* _Exercício proposto_: Diga quantas linhas do material abaixo contêm a palavra "stem". Responda apenas com o número.

++++ Registros do conjunto ++++

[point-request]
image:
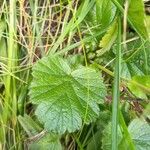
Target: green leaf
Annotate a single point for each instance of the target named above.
(105, 12)
(140, 132)
(106, 140)
(108, 39)
(137, 17)
(48, 142)
(140, 86)
(65, 97)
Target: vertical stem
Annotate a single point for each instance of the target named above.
(9, 116)
(116, 93)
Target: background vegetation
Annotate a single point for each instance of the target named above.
(74, 74)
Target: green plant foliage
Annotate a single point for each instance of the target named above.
(105, 12)
(108, 39)
(140, 133)
(106, 140)
(140, 86)
(65, 97)
(137, 17)
(48, 142)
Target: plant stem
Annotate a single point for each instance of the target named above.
(116, 93)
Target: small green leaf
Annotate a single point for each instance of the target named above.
(106, 140)
(140, 133)
(65, 97)
(48, 142)
(140, 86)
(105, 12)
(108, 39)
(137, 17)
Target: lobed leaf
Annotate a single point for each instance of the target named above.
(65, 97)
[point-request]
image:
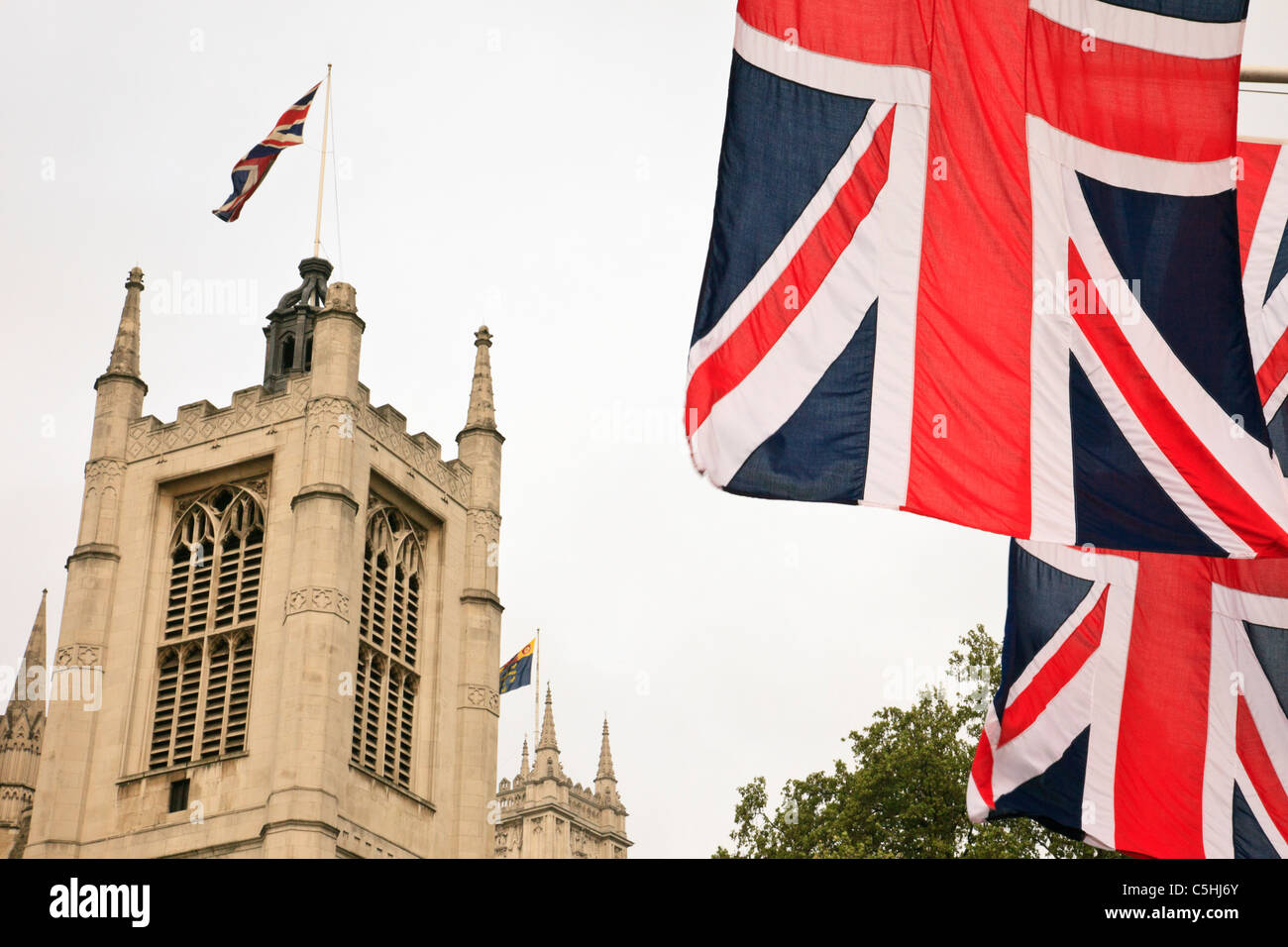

++++

* _Resultado da tarefa_: 2